### Instruction
Rewrite the data below, swapping each "Target" for "Label" and leaving everything else untouched.

### Data supplied

= = = =

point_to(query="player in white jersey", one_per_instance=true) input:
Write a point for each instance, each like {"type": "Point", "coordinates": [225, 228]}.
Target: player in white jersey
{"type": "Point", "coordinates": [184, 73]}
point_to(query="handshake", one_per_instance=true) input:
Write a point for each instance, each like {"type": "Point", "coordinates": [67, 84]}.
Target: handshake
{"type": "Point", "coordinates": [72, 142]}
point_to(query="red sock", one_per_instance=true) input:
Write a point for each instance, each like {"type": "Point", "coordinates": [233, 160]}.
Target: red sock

= = = =

### Exercise output
point_to(query="player in white jersey", one_per_instance=true) input:
Write a point for each instance, each like {"type": "Point", "coordinates": [225, 228]}.
Label: player in white jersey
{"type": "Point", "coordinates": [184, 73]}
point_to(query="handshake", one_per_instance=true) input:
Write a point for each instance, each like {"type": "Point", "coordinates": [67, 84]}.
Label: handshake
{"type": "Point", "coordinates": [72, 142]}
point_to(query="red sock", one_per_instance=true) input:
Write a point for each instance, each like {"type": "Point", "coordinates": [233, 160]}.
Label: red sock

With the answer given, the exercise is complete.